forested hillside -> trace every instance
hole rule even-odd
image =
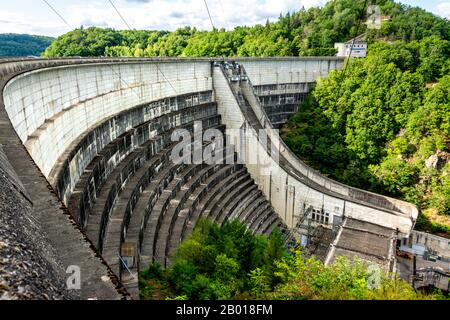
[[[377,0],[391,21],[381,30],[369,30],[376,39],[420,40],[437,35],[450,36],[443,19],[419,8]],[[333,55],[334,43],[367,31],[359,17],[364,0],[329,1],[323,8],[302,9],[280,16],[276,22],[234,30],[201,31],[184,27],[167,31],[115,31],[77,29],[59,37],[46,51],[48,57],[66,56],[298,56]]]
[[[0,34],[0,57],[40,56],[53,40],[28,34]]]

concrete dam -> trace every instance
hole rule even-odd
[[[0,60],[0,258],[27,243],[6,262],[35,270],[19,267],[18,279],[0,265],[0,297],[22,287],[44,299],[138,298],[137,273],[170,265],[201,217],[279,228],[325,263],[358,255],[394,270],[418,209],[321,175],[276,130],[344,60],[232,61]],[[174,161],[179,130],[200,162]],[[212,130],[223,139],[196,143]]]

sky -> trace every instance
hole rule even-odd
[[[80,26],[126,29],[110,0],[0,0],[0,33],[58,36]],[[133,29],[170,30],[187,25],[210,30],[205,0],[112,0]],[[216,28],[276,20],[280,13],[321,6],[327,0],[206,0]],[[450,19],[450,0],[400,0]]]

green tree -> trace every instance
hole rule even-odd
[[[184,259],[177,260],[169,270],[169,282],[179,295],[191,296],[193,282],[198,274],[198,268]]]
[[[264,274],[264,271],[260,268],[252,270],[250,276],[250,292],[257,298],[265,297],[266,293],[270,290],[268,284],[269,280]]]
[[[275,229],[269,237],[269,243],[264,255],[264,268],[271,287],[274,287],[279,282],[279,278],[275,275],[276,261],[282,259],[286,254],[281,232]]]

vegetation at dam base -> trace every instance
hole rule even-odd
[[[409,41],[431,35],[450,36],[448,23],[423,9],[391,0],[372,4],[391,17],[380,30],[368,30],[364,23],[358,29],[364,0],[336,0],[323,8],[281,15],[276,22],[229,31],[191,27],[174,32],[81,28],[56,39],[44,56],[327,56],[336,53],[335,42],[348,41],[358,32],[367,32],[369,43],[380,38]]]
[[[258,295],[279,282],[275,261],[287,255],[280,232],[267,239],[254,236],[237,220],[220,228],[202,219],[177,249],[168,270],[154,264],[141,274],[140,292],[144,298],[155,294],[145,285],[152,279],[172,288],[172,295],[189,299],[230,299],[238,292]]]
[[[239,221],[222,228],[199,221],[193,234],[163,270],[152,264],[140,274],[142,299],[177,300],[365,300],[444,299],[440,293],[415,292],[396,276],[373,274],[361,260],[338,258],[324,266],[301,250],[287,251],[281,233],[255,236]]]

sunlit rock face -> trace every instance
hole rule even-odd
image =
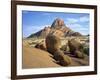
[[[52,23],[51,28],[62,28],[63,26],[65,26],[64,21],[60,18],[57,18]]]
[[[46,38],[48,34],[52,34],[58,37],[67,37],[67,36],[82,36],[79,32],[75,32],[71,30],[69,27],[67,27],[64,23],[63,19],[56,18],[51,26],[46,26],[44,29],[31,34],[29,38],[31,37],[41,37]]]

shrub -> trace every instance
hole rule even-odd
[[[87,54],[89,56],[89,47],[84,48],[83,51],[85,54]]]

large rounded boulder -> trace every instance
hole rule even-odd
[[[67,55],[64,55],[64,53],[61,50],[57,50],[54,53],[54,59],[58,61],[58,63],[62,66],[68,66],[71,64],[71,58]]]
[[[81,43],[79,43],[75,39],[71,39],[68,41],[68,46],[71,54],[75,55],[78,58],[84,57],[83,46]]]
[[[60,38],[55,35],[48,35],[46,37],[46,47],[47,51],[54,54],[61,46]]]

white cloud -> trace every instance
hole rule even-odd
[[[88,22],[88,23],[87,23]],[[67,18],[65,24],[76,32],[89,34],[89,17]]]
[[[80,32],[81,34],[89,34],[89,28],[87,25],[68,24],[67,26],[73,31]]]
[[[70,24],[73,24],[73,23],[78,22],[78,19],[75,19],[75,18],[67,18],[66,22],[67,23],[70,23]]]
[[[70,28],[81,28],[82,26],[80,24],[68,24],[68,27],[70,27]]]
[[[88,22],[89,21],[89,17],[86,17],[86,16],[80,17],[79,21],[80,22]]]
[[[67,18],[66,19],[66,24],[76,24],[76,23],[85,23],[89,22],[89,17],[83,16],[79,18]]]

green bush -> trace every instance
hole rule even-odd
[[[84,48],[83,51],[85,54],[89,55],[89,47]]]

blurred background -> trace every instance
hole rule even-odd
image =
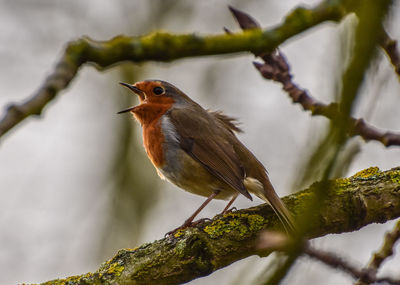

◆ **DIRECTIONS FOR THIS TASK**
Render the records above word for word and leave the pictures out.

◆ **SOLUTION TO THE PROBLEM**
forested hillside -> trace every instance
hole rule even-odd
image =
[[[377,0],[391,21],[381,30],[369,30],[376,39],[420,40],[437,35],[450,36],[443,19],[419,8]],[[333,55],[334,43],[367,31],[359,17],[364,0],[329,1],[323,8],[302,9],[280,16],[276,22],[234,30],[201,31],[184,27],[167,31],[115,31],[77,29],[59,37],[46,51],[48,57],[66,56],[298,56]]]
[[[0,34],[0,57],[40,56],[53,40],[28,34]]]

concrete dam -> trace every instance
hole rule even-odd
[[[0,60],[0,258],[27,243],[6,262],[35,270],[19,267],[18,279],[0,265],[0,297],[22,287],[44,299],[138,298],[137,273],[170,265],[201,217],[279,228],[325,263],[358,255],[394,270],[418,209],[321,175],[276,130],[344,60],[232,61]],[[174,161],[179,130],[200,162]],[[212,130],[223,139],[196,143]]]

sky -> trace every instance
hole rule even-odd
[[[80,26],[126,29],[110,0],[0,0],[0,33],[58,36]],[[133,29],[170,30],[187,25],[210,30],[205,0],[112,0]],[[216,28],[276,20],[280,13],[321,6],[327,0],[206,0]],[[450,19],[450,0],[400,0]]]

green tree -> trace every instance
hole rule even-odd
[[[184,259],[177,260],[169,270],[169,282],[179,295],[191,296],[193,282],[198,274],[198,268]]]
[[[264,274],[264,271],[260,268],[252,270],[250,276],[250,292],[257,298],[265,297],[266,293],[270,290],[268,284],[269,280]]]
[[[275,229],[269,237],[269,243],[264,255],[264,268],[271,287],[274,287],[279,282],[279,278],[275,275],[276,261],[282,259],[286,254],[281,232]]]

vegetation at dam base -> trace every instance
hole rule even-odd
[[[409,41],[431,35],[450,36],[448,23],[423,9],[391,0],[372,4],[391,17],[380,30],[368,30],[364,23],[358,29],[364,0],[336,0],[323,8],[281,15],[276,22],[229,31],[191,27],[174,32],[81,28],[56,39],[44,56],[327,56],[336,53],[335,42],[348,41],[358,32],[367,32],[369,43],[380,38]]]
[[[258,295],[279,282],[275,261],[287,255],[280,232],[267,239],[254,236],[237,220],[220,228],[202,219],[177,249],[168,270],[154,264],[141,274],[140,292],[144,298],[155,294],[145,285],[152,279],[172,288],[172,295],[189,299],[230,299],[238,292]]]
[[[239,221],[222,228],[199,221],[193,234],[163,270],[152,264],[140,274],[142,299],[177,300],[365,300],[444,299],[440,293],[415,292],[396,276],[373,274],[361,260],[338,258],[324,266],[301,250],[287,251],[281,233],[255,236]]]

sunlit rock face -> trace every instance
hole rule even-odd
image =
[[[52,23],[51,28],[62,28],[63,26],[65,26],[64,21],[60,18],[57,18]]]
[[[46,38],[48,34],[52,34],[58,37],[67,37],[67,36],[82,36],[79,32],[75,32],[71,30],[69,27],[67,27],[64,23],[63,19],[56,18],[51,26],[46,26],[44,29],[31,34],[29,38],[31,37],[41,37]]]

shrub -> trace every instance
hole rule even-odd
[[[87,54],[89,56],[89,47],[84,48],[83,51],[85,54]]]

large rounded boulder -> trace every instance
hole rule even-odd
[[[67,55],[64,55],[64,53],[61,50],[57,50],[54,53],[54,59],[58,61],[58,63],[62,66],[68,66],[71,64],[71,58]]]
[[[81,43],[79,43],[75,39],[71,39],[68,41],[68,46],[71,54],[75,55],[78,58],[84,57],[83,46]]]
[[[60,38],[55,35],[48,35],[46,37],[46,47],[47,51],[54,54],[61,46]]]

white cloud -> trace every instance
hole rule even-odd
[[[88,22],[88,23],[87,23]],[[67,18],[65,24],[76,32],[89,34],[89,17]]]
[[[80,32],[81,34],[89,34],[89,28],[87,25],[68,24],[67,26],[73,31]]]
[[[70,24],[73,24],[73,23],[78,22],[78,19],[75,19],[75,18],[67,18],[66,22],[67,23],[70,23]]]
[[[70,28],[81,28],[82,26],[80,24],[68,24],[68,27],[70,27]]]
[[[88,22],[89,21],[89,17],[86,17],[86,16],[80,17],[79,21],[80,22]]]
[[[67,18],[66,19],[66,24],[76,24],[76,23],[85,23],[89,22],[89,17],[83,16],[79,18]]]

green bush -> trace every instance
hole rule even-odd
[[[84,48],[83,51],[85,54],[89,55],[89,47]]]

blurred background -> trace every instance
hole rule even-odd
image =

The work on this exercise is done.